- _Record extracts_
○ ○ ○ ○ ○ ○ ○

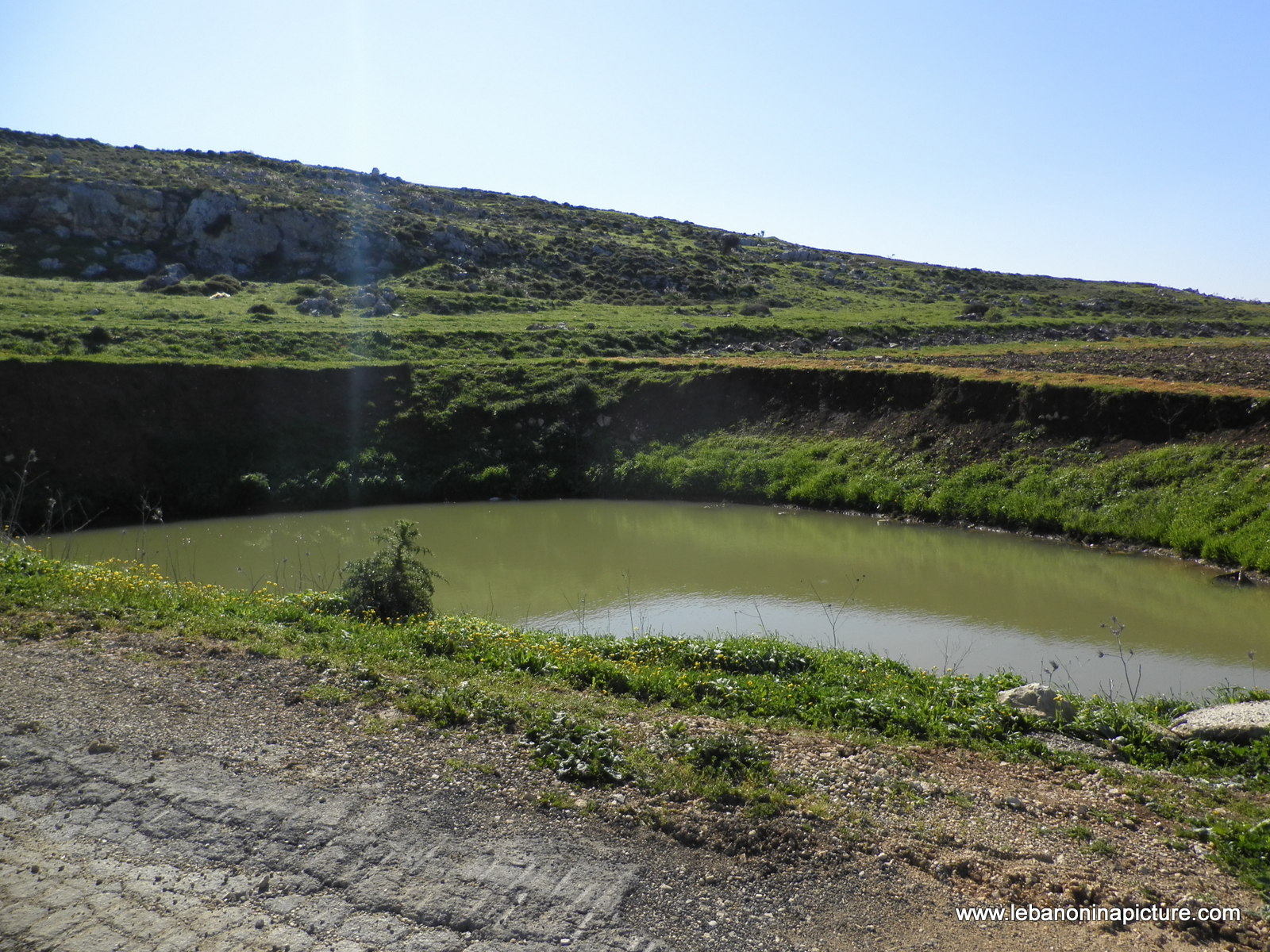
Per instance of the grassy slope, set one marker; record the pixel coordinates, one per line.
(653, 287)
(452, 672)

○ ○ ○ ○ ○ ○ ○

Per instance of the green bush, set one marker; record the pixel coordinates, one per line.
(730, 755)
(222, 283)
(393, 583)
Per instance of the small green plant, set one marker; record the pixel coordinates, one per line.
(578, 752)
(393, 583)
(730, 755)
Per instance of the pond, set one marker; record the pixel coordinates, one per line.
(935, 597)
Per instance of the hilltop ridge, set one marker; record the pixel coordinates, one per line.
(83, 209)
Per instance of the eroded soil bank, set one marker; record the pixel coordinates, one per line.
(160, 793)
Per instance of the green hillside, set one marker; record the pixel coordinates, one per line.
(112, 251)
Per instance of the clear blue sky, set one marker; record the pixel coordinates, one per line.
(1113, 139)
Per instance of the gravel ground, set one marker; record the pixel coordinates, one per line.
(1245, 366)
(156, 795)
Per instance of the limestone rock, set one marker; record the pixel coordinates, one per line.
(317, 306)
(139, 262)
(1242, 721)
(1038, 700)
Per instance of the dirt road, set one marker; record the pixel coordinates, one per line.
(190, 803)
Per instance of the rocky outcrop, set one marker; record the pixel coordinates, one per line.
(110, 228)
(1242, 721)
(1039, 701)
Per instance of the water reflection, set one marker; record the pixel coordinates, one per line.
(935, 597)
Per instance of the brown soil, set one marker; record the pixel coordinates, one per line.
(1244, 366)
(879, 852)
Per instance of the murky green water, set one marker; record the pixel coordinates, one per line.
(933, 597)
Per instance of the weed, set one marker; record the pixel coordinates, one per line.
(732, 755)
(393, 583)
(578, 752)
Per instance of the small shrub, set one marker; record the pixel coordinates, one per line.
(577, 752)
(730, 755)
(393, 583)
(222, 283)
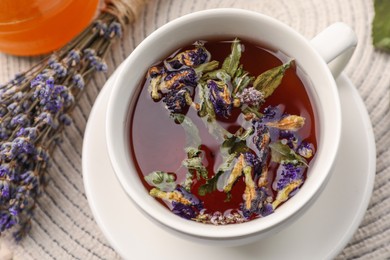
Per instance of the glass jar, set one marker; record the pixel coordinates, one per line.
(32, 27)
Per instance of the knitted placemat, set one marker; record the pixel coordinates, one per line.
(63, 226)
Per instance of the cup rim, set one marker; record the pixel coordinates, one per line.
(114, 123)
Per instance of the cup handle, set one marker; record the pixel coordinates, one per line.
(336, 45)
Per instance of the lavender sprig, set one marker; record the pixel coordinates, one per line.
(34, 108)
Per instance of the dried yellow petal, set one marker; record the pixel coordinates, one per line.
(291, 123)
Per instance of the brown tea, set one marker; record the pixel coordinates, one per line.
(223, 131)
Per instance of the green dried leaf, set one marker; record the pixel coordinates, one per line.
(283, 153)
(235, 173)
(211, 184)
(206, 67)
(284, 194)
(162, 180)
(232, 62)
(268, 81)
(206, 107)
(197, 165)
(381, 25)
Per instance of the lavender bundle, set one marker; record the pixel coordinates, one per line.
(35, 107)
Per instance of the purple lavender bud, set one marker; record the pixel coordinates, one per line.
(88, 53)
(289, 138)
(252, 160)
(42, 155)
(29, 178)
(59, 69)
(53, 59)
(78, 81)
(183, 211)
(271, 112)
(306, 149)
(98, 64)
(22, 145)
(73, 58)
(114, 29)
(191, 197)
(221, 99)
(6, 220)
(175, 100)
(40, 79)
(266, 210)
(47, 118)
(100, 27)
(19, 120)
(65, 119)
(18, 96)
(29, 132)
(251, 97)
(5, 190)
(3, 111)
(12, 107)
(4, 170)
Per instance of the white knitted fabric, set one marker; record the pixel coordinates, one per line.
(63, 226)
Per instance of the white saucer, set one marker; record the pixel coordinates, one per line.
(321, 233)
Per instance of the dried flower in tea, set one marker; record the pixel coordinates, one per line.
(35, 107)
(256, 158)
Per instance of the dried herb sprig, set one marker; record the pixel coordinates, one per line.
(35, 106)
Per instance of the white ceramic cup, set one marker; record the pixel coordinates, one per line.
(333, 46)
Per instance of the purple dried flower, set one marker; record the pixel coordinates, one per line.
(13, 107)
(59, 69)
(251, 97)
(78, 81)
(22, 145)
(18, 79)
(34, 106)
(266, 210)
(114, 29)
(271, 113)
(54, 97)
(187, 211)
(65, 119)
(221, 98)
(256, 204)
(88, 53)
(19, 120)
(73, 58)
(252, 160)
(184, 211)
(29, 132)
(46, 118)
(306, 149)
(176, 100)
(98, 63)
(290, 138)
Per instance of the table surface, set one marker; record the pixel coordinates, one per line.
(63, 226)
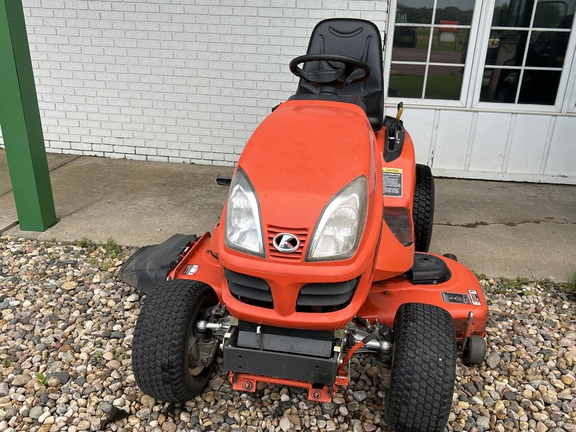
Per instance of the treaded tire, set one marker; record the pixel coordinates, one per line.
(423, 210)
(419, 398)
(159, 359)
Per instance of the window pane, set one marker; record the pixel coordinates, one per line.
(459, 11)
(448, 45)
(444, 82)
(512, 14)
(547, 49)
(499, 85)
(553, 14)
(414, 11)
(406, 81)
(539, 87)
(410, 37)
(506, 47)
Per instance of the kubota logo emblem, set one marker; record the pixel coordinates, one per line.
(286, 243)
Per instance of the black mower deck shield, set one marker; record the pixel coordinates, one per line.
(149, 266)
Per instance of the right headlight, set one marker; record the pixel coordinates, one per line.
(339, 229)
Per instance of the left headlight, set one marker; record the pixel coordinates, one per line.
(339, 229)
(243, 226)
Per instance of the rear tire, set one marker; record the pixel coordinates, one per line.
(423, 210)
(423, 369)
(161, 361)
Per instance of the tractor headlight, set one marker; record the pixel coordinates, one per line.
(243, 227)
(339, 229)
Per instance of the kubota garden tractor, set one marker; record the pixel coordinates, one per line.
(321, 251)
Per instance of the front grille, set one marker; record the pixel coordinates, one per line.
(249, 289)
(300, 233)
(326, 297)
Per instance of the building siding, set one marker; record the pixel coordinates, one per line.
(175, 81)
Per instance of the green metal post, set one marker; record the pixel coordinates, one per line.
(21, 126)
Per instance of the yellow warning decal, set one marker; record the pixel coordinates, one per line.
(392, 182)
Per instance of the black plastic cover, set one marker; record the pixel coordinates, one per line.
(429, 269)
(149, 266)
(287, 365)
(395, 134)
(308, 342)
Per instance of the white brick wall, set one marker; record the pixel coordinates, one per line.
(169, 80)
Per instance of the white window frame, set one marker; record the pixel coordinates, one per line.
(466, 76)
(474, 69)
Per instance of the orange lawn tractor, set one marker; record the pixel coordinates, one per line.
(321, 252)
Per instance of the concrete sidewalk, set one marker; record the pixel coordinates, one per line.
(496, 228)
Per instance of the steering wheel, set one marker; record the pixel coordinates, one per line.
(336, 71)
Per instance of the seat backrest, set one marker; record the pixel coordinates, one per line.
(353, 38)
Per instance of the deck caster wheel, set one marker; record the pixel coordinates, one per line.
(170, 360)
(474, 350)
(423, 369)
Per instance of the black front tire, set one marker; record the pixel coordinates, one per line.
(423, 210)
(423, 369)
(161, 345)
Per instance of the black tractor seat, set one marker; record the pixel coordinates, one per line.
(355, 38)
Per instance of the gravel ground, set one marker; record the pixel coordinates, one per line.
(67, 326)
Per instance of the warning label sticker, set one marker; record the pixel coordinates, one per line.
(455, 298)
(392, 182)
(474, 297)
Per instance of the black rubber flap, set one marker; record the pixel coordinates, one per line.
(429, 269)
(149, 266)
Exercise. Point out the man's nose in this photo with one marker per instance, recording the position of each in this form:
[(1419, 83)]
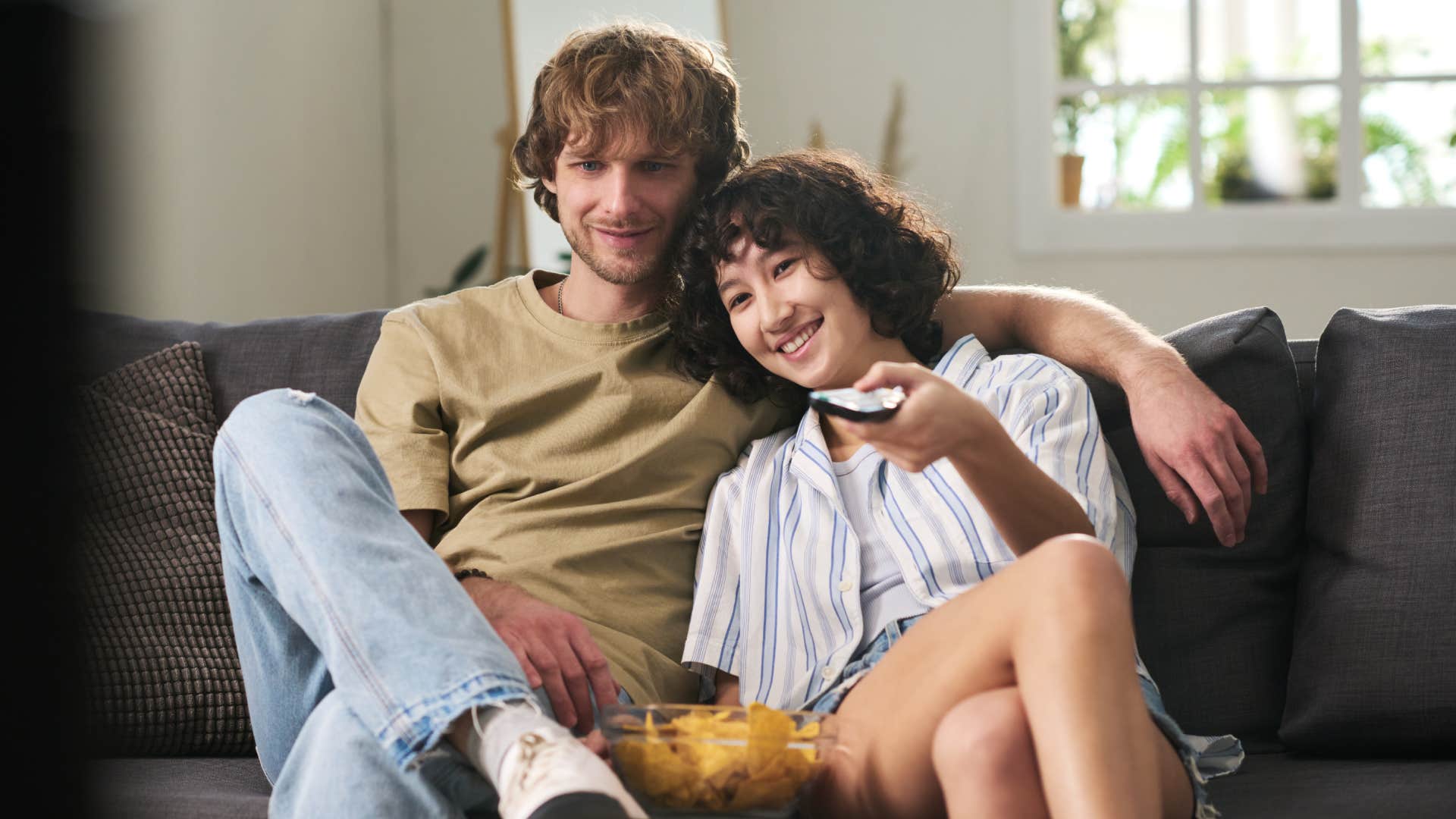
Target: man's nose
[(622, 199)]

○ ○ ○ ○ ○ ○ ○

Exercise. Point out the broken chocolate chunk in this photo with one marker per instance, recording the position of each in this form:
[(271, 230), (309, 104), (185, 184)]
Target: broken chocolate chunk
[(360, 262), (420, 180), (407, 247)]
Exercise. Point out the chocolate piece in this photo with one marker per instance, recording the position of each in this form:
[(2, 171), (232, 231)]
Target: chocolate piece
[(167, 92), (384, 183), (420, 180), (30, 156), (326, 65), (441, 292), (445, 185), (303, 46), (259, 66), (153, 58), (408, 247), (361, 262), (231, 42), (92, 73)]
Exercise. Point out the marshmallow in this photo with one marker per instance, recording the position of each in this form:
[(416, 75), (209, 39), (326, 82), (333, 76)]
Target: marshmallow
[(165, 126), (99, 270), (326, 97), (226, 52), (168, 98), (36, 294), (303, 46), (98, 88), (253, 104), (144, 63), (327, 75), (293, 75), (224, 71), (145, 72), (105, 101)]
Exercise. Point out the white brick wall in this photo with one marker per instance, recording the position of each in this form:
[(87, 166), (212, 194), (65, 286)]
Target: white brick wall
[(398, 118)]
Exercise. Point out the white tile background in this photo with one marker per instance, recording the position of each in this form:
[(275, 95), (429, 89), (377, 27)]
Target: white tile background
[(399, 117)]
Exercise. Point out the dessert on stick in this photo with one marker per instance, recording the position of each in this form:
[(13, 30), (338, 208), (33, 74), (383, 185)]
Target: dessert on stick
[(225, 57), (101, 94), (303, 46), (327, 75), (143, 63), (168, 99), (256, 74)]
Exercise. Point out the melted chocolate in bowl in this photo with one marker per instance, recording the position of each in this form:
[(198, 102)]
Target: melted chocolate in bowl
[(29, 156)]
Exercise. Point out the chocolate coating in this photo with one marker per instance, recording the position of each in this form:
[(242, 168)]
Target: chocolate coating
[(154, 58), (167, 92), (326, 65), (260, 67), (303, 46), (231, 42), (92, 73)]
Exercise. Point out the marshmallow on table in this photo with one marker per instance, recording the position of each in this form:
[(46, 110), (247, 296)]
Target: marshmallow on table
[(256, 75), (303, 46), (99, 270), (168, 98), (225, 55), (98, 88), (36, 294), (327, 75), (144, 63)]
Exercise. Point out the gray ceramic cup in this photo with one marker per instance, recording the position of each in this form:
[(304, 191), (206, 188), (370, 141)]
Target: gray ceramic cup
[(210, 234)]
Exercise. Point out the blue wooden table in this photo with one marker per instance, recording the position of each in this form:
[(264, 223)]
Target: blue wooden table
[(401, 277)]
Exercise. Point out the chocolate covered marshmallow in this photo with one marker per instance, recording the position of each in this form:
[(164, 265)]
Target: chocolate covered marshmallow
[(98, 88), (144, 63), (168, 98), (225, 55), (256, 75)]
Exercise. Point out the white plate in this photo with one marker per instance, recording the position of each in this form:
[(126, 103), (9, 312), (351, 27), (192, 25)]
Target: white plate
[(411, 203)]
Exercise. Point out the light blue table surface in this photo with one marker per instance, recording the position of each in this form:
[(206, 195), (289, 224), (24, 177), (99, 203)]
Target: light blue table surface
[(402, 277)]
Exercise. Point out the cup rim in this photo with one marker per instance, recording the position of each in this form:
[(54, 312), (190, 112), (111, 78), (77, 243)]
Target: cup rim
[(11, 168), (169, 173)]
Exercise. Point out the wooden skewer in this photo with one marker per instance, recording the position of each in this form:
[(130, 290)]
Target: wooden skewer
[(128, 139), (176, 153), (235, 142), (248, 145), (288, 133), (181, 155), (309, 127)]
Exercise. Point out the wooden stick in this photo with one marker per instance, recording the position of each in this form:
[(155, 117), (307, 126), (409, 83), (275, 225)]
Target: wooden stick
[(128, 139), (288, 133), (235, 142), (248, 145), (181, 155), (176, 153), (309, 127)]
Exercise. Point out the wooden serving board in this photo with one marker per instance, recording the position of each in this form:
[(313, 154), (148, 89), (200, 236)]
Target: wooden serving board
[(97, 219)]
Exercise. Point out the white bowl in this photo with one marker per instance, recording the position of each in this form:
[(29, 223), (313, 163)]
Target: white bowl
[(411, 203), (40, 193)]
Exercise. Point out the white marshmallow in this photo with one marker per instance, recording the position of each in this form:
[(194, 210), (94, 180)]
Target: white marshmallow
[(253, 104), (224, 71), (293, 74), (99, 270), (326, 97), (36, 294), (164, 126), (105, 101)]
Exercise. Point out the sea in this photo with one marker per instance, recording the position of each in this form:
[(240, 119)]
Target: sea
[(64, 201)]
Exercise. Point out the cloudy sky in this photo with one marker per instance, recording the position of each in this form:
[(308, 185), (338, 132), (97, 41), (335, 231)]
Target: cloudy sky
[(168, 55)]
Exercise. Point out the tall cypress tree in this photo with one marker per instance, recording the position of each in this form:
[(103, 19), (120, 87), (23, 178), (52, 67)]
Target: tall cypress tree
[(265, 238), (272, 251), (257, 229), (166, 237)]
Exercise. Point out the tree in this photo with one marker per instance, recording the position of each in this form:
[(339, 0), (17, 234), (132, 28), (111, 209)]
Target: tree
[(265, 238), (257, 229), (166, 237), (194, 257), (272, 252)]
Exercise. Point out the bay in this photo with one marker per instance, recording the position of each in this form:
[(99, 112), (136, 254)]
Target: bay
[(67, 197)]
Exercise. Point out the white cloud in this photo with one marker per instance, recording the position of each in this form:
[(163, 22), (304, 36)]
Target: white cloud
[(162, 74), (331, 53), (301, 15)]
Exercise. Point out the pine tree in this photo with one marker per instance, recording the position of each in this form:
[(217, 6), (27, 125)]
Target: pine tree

○ ○ ○ ○ ○ ○ ○

- _Work to be completed_
Transcribe the records above exactly, beginning at the line that contains "[(271, 230), (309, 104), (185, 184)]" and ending with the line that contains "[(416, 75), (209, 39), (326, 82), (333, 76)]", both included, and nothing else.

- _Solution for this exercise_
[(271, 230), (309, 104), (185, 184)]
Target: broken chocolate chunk
[(360, 262), (420, 180), (407, 247)]
Exercise. Point out the chocolate piece in this photo with one marker per instance, recording the position of each in this form:
[(2, 171), (232, 231)]
Target: chocolate piece
[(167, 92), (384, 183), (420, 180), (30, 156), (326, 65), (441, 292), (445, 185), (303, 46), (259, 66), (153, 58), (408, 247), (361, 262), (231, 42), (92, 73)]
Exercise. Point out the marshmallow in this photo with one marker per instance, recording the position of each in this form:
[(416, 75), (209, 39), (326, 82), (333, 76)]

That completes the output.